Written request:
Which lines in the data below contain the word "every", with case counting? Copy each of those lines.

— START Data shown —

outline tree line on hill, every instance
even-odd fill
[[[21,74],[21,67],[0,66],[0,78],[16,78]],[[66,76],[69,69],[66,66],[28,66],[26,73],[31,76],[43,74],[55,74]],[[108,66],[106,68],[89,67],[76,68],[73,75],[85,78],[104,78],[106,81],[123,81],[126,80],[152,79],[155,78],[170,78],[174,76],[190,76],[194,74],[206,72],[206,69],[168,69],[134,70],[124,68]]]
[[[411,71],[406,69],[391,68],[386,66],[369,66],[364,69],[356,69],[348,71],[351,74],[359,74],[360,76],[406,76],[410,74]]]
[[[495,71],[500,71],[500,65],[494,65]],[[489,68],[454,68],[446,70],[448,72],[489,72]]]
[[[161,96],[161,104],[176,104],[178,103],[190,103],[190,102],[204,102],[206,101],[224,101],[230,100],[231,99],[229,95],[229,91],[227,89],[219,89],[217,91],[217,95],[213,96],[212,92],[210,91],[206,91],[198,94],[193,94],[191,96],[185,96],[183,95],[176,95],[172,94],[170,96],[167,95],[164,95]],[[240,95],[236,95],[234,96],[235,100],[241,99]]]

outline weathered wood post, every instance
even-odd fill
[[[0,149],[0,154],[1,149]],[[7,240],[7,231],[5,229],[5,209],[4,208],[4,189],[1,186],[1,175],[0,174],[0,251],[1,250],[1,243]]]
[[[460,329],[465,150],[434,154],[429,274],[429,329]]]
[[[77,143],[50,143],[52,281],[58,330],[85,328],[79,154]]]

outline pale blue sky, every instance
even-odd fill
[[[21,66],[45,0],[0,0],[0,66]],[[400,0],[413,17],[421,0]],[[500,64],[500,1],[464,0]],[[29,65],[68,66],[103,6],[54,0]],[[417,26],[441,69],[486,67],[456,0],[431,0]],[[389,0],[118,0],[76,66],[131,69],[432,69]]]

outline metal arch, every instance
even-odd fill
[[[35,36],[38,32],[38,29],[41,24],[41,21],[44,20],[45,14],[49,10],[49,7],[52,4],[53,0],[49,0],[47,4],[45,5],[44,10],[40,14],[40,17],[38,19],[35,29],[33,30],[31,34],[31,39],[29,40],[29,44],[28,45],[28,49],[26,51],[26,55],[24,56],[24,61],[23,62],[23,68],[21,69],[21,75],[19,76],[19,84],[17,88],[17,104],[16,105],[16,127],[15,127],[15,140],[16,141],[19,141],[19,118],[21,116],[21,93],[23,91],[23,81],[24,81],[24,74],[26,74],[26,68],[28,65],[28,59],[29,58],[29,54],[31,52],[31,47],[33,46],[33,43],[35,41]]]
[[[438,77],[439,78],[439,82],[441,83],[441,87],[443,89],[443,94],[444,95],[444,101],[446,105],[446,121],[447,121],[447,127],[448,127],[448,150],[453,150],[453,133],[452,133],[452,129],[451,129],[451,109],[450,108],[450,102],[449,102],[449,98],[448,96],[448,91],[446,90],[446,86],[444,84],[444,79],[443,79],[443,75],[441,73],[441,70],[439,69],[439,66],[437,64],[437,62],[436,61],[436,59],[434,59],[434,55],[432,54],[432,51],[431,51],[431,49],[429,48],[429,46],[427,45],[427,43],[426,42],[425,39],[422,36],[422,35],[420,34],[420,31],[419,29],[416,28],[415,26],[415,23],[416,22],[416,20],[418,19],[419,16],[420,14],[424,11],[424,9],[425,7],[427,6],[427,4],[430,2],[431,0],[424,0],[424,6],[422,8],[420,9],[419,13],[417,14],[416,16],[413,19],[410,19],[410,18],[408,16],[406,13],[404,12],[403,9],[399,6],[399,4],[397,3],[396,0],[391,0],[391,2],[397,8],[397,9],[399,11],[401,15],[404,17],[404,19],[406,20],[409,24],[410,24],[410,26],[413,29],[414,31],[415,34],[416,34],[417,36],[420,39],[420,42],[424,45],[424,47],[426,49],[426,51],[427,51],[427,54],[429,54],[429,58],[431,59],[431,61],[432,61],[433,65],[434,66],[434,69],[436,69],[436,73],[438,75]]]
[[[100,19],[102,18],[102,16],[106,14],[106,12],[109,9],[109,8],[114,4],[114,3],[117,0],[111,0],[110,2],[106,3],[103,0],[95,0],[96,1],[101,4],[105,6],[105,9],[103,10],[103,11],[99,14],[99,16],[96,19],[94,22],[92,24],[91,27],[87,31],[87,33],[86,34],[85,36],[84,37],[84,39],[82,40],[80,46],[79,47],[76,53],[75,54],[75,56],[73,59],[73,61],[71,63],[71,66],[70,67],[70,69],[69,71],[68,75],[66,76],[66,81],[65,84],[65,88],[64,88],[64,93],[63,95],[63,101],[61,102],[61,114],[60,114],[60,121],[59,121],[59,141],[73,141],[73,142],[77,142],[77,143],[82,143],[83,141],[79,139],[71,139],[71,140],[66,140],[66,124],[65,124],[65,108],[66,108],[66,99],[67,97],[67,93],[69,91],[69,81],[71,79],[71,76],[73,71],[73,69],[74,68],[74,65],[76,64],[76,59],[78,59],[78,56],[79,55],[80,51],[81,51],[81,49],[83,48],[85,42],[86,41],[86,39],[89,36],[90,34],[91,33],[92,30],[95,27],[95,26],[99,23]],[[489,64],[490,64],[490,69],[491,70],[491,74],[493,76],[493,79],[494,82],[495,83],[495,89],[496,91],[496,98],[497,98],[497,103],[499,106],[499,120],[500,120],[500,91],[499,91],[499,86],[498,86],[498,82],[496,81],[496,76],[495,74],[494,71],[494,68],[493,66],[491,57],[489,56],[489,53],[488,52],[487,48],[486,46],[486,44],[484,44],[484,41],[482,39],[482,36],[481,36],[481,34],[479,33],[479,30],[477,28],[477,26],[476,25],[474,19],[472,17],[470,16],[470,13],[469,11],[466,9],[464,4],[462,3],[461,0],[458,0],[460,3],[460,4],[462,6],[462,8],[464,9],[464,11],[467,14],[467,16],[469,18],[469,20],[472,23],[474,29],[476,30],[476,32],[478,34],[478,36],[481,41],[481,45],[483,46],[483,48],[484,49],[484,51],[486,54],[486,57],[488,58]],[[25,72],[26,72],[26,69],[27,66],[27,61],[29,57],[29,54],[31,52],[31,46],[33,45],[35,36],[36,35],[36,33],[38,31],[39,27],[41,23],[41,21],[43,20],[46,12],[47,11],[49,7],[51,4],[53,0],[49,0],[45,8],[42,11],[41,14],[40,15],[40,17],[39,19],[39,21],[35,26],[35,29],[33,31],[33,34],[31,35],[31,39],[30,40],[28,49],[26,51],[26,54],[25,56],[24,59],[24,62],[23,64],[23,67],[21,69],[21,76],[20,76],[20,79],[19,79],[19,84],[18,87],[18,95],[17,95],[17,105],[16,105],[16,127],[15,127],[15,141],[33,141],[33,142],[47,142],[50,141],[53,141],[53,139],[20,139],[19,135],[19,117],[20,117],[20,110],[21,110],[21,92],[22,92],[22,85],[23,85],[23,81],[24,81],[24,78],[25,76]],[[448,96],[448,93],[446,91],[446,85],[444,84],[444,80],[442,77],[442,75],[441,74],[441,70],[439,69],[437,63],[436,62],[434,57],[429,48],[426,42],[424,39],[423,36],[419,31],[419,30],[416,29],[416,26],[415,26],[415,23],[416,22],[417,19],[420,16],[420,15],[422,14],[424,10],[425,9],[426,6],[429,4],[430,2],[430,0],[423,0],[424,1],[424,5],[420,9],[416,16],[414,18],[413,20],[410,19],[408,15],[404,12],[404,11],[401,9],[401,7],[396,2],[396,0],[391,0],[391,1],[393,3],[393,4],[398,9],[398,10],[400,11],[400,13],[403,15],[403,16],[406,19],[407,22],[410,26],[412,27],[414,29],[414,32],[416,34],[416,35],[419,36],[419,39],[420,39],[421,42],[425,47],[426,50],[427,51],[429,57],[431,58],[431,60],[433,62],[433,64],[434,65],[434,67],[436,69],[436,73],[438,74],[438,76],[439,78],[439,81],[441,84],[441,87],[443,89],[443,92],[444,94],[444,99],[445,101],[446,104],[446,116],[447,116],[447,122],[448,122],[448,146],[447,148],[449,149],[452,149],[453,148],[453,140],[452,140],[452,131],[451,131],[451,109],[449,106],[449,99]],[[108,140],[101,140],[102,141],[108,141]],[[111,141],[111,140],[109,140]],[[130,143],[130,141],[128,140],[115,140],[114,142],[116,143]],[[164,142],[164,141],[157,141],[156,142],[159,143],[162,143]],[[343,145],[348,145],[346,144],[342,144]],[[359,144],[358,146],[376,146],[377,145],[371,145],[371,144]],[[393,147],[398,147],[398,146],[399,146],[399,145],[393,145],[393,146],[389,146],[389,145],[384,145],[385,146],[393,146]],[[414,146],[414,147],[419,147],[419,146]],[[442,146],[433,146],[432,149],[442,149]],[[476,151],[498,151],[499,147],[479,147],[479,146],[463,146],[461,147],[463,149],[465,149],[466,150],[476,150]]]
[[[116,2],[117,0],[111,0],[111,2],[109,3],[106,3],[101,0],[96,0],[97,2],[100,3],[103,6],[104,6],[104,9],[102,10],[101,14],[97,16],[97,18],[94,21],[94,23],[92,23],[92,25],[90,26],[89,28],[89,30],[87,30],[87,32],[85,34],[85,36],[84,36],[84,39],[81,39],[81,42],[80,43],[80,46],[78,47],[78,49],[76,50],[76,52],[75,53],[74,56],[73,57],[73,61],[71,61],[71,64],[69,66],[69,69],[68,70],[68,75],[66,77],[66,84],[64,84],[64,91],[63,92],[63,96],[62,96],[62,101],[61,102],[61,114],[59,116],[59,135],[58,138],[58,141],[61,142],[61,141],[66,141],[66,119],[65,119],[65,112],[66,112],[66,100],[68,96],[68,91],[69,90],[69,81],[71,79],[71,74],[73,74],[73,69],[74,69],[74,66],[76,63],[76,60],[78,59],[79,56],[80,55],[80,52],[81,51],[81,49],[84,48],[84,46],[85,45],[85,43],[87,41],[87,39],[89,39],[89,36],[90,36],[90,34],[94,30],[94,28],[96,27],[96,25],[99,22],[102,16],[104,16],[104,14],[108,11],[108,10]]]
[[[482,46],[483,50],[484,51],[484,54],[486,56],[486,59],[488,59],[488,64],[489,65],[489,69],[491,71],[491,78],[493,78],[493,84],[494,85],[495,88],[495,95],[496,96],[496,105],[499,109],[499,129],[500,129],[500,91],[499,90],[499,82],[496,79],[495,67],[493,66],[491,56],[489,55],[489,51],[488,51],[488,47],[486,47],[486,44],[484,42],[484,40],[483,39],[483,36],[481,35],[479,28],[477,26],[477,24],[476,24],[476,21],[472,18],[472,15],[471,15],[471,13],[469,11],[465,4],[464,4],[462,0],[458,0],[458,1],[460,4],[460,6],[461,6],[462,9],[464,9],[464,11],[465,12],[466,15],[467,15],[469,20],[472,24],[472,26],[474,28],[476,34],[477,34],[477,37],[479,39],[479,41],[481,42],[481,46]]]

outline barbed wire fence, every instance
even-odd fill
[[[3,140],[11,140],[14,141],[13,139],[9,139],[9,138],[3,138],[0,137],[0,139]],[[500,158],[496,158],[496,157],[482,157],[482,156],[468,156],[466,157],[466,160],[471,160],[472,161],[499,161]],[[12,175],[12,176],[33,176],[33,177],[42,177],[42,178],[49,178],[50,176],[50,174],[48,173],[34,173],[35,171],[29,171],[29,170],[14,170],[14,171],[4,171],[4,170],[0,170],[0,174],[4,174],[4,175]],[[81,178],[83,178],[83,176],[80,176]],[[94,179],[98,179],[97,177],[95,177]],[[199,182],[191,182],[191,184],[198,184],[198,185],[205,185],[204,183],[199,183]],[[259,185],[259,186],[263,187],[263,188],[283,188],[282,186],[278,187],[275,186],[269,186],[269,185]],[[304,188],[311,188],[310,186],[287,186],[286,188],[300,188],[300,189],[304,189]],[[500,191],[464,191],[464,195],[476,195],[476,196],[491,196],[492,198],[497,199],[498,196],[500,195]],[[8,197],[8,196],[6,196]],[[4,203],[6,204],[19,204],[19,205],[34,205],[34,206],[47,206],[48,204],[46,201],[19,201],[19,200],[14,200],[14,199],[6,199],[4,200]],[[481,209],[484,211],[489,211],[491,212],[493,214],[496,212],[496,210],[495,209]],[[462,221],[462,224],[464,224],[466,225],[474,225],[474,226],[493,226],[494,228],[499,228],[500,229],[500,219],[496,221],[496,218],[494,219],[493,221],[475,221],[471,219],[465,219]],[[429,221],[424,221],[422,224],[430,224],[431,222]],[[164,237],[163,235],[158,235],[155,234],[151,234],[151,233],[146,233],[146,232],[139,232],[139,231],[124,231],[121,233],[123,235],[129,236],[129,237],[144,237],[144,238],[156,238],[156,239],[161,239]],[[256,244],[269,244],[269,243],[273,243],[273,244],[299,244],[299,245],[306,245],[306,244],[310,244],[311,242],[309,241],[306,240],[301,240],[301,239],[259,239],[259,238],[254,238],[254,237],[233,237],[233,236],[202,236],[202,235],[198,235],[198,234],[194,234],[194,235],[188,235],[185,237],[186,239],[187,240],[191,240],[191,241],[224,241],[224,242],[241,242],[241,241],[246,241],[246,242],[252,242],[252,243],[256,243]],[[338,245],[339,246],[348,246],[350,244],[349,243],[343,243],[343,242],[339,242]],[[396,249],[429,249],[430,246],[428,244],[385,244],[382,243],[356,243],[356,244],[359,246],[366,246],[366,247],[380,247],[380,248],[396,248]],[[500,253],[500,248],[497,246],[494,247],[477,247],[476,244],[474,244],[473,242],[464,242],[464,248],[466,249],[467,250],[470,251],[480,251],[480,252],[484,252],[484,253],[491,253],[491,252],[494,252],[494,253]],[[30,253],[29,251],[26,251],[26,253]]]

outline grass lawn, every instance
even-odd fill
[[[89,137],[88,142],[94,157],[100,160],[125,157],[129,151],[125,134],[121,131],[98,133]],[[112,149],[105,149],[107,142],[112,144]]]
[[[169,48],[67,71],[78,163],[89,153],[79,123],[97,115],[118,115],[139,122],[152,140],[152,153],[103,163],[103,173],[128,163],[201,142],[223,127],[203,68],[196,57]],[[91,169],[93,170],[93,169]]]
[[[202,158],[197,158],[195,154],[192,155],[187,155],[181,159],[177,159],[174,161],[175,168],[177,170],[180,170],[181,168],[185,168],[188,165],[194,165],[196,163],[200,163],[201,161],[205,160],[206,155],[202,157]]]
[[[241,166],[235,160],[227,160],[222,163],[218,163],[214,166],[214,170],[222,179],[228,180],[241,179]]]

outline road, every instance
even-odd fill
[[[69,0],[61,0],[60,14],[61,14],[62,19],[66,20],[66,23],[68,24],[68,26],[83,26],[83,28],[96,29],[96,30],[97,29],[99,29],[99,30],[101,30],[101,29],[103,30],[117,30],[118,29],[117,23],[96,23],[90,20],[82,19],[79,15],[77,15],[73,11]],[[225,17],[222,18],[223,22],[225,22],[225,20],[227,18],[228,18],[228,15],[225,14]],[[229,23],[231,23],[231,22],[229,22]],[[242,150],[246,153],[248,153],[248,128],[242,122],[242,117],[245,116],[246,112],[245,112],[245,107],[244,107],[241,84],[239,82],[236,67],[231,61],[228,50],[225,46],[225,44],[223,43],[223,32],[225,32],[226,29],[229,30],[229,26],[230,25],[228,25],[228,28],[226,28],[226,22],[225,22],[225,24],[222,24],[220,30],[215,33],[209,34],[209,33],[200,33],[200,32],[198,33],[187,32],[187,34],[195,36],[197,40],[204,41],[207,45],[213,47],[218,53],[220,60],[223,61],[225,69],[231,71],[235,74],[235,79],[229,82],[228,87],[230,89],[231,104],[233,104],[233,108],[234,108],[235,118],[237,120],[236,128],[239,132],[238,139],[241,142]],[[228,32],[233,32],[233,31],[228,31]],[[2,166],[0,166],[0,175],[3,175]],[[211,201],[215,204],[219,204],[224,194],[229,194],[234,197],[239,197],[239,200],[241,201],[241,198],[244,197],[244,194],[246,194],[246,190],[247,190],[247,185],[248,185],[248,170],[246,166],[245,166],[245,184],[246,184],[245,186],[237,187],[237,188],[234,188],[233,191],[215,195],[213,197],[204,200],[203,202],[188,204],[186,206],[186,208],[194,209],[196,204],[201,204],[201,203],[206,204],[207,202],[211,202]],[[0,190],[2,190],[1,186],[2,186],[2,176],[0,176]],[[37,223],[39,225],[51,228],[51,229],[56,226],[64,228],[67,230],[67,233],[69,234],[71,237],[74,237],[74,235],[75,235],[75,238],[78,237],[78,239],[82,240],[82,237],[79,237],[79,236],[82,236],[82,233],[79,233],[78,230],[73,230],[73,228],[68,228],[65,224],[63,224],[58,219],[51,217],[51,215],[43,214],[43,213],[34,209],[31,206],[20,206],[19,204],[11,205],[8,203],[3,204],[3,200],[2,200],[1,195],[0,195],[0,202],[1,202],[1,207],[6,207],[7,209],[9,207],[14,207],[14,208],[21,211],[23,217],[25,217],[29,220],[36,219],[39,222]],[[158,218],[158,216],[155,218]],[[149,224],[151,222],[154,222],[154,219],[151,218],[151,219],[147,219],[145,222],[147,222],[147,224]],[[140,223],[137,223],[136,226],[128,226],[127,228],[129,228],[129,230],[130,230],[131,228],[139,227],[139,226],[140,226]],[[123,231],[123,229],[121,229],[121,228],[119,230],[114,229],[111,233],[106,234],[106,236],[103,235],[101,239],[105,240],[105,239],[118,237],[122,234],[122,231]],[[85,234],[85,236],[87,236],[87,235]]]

— END Data shown —

Response to this exercise:
outline tree line on hill, every instance
outline weathered wood post, every instance
outline pale blue sky, every instance
outline metal arch, every instance
outline barbed wire fence, every instance
outline grass lawn, every instance
outline road, every instance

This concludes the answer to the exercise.